Retype the line with "Localize blurred stadium" in it, then each line after it to the end of the data, word for word.
################
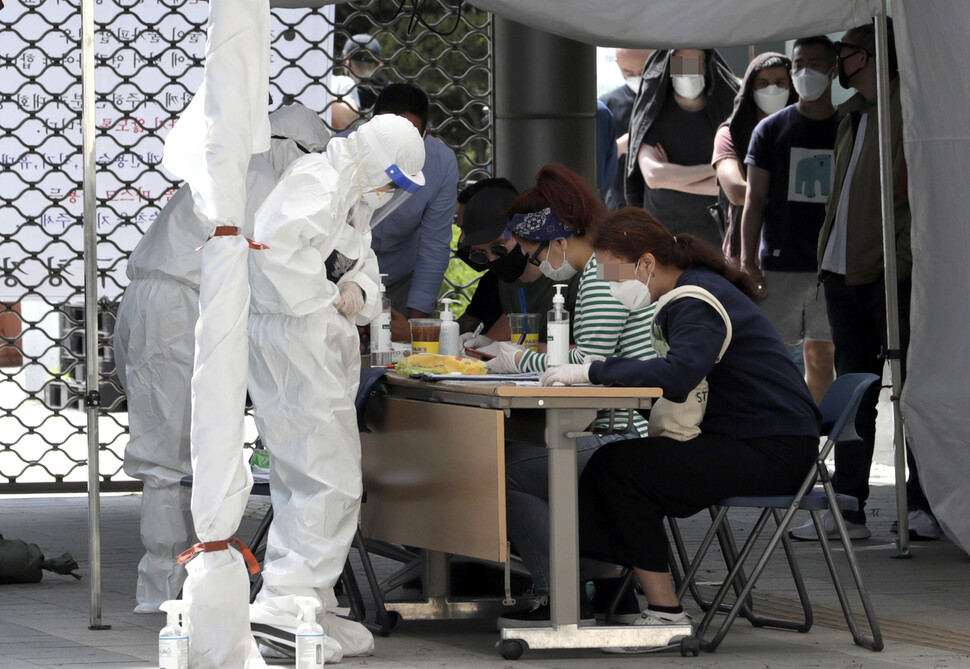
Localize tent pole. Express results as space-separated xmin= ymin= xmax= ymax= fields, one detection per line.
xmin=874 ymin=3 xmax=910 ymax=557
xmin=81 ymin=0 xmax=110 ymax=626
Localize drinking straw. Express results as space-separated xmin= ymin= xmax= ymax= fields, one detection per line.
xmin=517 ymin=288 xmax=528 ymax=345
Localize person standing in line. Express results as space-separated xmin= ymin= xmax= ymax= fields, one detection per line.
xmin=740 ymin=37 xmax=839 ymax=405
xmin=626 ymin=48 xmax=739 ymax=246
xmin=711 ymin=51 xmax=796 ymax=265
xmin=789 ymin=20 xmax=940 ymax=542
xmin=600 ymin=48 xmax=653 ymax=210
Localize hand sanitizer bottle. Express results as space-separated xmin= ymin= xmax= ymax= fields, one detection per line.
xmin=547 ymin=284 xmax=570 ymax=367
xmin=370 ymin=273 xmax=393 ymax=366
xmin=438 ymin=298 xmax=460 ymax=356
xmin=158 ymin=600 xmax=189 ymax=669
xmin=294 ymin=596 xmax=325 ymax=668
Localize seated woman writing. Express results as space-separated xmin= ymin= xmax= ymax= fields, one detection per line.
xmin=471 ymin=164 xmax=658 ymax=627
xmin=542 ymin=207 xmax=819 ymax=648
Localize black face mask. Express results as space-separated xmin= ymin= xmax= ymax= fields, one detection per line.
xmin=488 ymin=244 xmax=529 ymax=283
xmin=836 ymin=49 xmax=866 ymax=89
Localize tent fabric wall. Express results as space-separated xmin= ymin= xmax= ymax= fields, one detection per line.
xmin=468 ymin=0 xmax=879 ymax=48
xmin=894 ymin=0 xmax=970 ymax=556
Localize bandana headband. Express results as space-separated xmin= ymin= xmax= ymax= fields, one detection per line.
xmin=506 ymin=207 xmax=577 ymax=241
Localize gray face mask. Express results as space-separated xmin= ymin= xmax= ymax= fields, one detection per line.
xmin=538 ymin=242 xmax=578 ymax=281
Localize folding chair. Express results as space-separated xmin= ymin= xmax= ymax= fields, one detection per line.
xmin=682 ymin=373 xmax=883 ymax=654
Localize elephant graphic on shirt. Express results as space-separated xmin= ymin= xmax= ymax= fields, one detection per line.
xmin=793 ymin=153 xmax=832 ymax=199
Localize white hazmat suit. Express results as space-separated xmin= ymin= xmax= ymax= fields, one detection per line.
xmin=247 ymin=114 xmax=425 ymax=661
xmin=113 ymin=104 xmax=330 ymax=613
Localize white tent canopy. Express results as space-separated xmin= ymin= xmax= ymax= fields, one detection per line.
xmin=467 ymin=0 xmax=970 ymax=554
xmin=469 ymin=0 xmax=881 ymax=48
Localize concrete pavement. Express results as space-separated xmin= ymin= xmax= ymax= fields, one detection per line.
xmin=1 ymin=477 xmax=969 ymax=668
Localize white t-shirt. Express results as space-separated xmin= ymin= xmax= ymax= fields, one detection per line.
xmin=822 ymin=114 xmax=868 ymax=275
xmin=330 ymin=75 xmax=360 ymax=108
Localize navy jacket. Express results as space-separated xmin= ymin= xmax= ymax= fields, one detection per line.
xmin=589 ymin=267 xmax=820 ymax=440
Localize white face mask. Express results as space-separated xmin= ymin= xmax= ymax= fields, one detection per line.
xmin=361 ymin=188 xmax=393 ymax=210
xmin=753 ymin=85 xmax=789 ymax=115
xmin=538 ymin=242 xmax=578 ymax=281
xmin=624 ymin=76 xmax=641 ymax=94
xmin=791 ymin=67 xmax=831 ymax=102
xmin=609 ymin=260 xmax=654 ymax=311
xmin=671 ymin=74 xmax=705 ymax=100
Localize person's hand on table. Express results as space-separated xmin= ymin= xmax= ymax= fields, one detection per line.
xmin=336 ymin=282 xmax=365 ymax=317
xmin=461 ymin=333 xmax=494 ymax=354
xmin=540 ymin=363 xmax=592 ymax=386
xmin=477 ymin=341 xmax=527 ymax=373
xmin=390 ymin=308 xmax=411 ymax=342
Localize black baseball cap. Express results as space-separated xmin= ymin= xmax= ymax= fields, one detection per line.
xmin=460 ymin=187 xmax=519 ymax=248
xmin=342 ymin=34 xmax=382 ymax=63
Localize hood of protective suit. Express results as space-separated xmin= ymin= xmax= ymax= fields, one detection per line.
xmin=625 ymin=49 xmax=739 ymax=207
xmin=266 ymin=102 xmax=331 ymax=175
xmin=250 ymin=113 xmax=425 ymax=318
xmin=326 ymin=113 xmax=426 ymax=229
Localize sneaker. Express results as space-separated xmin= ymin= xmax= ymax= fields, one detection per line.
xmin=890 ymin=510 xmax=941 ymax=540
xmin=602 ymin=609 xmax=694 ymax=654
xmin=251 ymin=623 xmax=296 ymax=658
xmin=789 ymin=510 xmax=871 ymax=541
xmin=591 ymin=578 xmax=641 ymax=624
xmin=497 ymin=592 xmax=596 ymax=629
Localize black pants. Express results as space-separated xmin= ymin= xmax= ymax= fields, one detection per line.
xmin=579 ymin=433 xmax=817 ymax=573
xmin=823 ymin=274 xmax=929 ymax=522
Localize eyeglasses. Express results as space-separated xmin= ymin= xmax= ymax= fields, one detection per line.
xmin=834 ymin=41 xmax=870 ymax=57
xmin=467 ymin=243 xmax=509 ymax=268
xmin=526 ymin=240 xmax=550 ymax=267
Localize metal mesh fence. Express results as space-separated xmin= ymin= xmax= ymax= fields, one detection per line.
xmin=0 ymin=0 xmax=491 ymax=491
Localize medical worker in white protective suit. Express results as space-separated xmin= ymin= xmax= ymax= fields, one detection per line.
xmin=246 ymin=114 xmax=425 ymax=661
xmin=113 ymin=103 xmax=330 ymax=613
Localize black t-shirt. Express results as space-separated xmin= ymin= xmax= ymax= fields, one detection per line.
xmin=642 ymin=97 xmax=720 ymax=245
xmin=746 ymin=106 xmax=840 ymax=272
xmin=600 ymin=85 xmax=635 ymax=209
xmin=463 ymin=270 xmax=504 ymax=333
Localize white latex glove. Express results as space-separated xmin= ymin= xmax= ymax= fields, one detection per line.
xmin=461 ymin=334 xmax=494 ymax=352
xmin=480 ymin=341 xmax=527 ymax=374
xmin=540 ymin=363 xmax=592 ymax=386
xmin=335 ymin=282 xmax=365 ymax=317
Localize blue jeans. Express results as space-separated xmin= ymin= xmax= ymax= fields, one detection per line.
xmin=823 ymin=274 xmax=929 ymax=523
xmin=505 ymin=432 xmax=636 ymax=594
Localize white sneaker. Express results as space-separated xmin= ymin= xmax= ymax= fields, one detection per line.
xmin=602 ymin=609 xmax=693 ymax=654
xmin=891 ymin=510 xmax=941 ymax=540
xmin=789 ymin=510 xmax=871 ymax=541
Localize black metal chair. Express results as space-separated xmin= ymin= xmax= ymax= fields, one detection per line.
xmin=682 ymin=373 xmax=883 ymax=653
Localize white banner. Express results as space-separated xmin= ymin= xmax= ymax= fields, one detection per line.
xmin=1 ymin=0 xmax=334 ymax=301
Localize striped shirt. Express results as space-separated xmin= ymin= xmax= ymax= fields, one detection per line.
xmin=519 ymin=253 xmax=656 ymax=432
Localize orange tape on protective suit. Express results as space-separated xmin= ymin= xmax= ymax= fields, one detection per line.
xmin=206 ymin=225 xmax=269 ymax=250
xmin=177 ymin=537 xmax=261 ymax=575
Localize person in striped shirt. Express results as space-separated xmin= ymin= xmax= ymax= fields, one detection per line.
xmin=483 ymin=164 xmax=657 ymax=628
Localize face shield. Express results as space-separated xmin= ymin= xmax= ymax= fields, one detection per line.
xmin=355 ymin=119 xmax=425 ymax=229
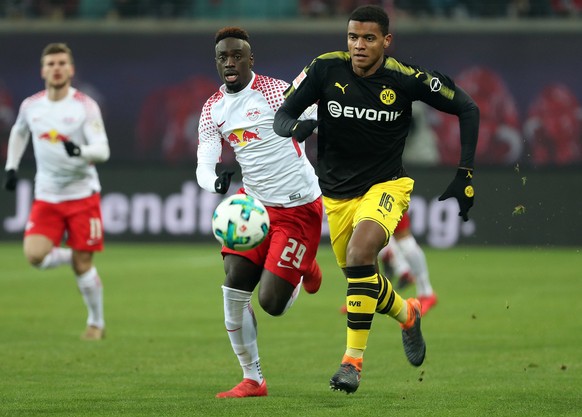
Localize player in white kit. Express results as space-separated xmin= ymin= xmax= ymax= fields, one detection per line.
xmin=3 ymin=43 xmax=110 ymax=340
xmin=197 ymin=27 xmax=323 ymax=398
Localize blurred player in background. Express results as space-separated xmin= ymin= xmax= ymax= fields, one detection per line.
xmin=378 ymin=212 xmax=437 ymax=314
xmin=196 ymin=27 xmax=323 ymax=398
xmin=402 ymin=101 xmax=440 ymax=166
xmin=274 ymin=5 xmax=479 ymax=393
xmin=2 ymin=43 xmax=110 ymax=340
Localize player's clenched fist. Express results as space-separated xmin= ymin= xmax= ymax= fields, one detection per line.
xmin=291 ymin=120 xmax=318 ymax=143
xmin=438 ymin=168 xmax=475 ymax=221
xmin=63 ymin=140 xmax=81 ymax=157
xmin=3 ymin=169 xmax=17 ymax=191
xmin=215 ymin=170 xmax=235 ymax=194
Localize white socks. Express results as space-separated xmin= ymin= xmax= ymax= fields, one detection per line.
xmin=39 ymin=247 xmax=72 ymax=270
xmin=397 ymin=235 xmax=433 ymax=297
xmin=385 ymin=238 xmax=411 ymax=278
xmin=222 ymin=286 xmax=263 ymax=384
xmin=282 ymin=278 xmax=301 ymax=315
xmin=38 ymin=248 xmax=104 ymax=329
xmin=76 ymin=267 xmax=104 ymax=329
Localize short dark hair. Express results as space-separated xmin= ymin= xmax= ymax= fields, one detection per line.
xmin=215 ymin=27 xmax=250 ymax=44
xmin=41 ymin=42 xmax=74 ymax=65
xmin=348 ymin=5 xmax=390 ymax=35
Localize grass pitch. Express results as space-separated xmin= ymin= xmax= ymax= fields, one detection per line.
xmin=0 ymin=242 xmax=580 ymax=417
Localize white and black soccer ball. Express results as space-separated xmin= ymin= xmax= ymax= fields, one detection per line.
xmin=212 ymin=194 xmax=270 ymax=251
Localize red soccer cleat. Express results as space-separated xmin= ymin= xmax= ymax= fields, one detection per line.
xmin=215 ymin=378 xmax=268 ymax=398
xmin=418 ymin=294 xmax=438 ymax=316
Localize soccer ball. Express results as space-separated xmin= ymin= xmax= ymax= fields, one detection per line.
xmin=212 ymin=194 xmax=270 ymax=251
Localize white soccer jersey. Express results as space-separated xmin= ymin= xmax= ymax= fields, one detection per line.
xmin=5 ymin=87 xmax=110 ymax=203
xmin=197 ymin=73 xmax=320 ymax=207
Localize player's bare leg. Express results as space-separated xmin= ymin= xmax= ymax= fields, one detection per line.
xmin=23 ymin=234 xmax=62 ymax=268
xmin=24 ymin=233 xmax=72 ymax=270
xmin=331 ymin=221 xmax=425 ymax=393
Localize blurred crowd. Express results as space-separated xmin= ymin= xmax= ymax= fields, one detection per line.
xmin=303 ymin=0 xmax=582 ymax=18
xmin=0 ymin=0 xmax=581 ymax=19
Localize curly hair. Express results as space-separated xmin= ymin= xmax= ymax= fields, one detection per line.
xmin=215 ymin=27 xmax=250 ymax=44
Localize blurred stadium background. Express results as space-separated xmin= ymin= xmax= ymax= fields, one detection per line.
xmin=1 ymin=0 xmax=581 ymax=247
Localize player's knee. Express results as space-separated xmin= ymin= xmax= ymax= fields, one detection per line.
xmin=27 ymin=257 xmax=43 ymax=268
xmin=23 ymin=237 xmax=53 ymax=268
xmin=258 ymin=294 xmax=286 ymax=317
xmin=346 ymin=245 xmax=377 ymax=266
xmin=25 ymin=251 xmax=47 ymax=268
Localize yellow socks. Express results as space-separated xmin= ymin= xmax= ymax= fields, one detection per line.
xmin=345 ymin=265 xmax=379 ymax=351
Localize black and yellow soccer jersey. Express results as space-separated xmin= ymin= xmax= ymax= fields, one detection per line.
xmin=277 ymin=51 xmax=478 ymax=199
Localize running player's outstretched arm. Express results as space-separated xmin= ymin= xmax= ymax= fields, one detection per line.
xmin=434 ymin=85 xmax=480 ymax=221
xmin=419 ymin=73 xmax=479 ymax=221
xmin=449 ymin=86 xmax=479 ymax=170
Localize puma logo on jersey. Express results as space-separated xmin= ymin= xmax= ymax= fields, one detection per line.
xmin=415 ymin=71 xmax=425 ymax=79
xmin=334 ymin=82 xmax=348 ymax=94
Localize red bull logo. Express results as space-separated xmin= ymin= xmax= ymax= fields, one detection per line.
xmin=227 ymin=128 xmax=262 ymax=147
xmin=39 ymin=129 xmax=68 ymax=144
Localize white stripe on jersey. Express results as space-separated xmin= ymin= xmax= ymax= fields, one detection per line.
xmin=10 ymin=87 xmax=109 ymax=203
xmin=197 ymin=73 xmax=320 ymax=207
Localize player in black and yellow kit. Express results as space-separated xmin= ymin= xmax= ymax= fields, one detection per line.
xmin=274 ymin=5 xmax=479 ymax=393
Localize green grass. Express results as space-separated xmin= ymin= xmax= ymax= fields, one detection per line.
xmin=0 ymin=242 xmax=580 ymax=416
################
ANSWER AREA ->
Localize blurred stadium background. Express results as space-separated xmin= ymin= xmax= ymax= fields, one detection per line.
xmin=1 ymin=0 xmax=581 ymax=247
Localize player's knee. Express results as space-separated xmin= ymin= xmax= ymax= fields, one detection per line.
xmin=27 ymin=257 xmax=43 ymax=268
xmin=23 ymin=237 xmax=53 ymax=268
xmin=258 ymin=294 xmax=286 ymax=317
xmin=346 ymin=245 xmax=377 ymax=266
xmin=25 ymin=251 xmax=47 ymax=268
Localize yellow socks. Express results as space-separated xmin= ymin= xmax= ymax= fields, one detection per line.
xmin=345 ymin=265 xmax=379 ymax=351
Localize black and yellow soccer jersey. Express results as space-separated xmin= ymin= xmax= ymax= fields, one detection per line.
xmin=277 ymin=51 xmax=478 ymax=199
Localize running player's outstretched arm. Express results as space-separated xmin= ymin= xmax= ymax= fields, one detection per line.
xmin=434 ymin=85 xmax=480 ymax=221
xmin=419 ymin=73 xmax=479 ymax=221
xmin=449 ymin=86 xmax=479 ymax=170
Localize puma logo on jersey. Express results as space-separated xmin= ymin= xmax= ymax= fields, one detection per line.
xmin=415 ymin=71 xmax=425 ymax=79
xmin=334 ymin=82 xmax=348 ymax=94
Localize red bull logo. Express results as space-separated xmin= ymin= xmax= ymax= fields, one detection per line.
xmin=227 ymin=128 xmax=262 ymax=147
xmin=39 ymin=129 xmax=68 ymax=144
Localize white stripe on jersey. Express results as space-separated xmin= ymin= xmax= ymax= fields, one detection per line.
xmin=10 ymin=87 xmax=109 ymax=203
xmin=197 ymin=73 xmax=320 ymax=207
Localize player in black and yellow kit. Express results as space-separated xmin= ymin= xmax= ymax= fields, one detection per line.
xmin=274 ymin=5 xmax=479 ymax=393
Localize green grass. Express results as space-separated xmin= ymin= xmax= ymax= fields, one detection per line.
xmin=0 ymin=242 xmax=580 ymax=416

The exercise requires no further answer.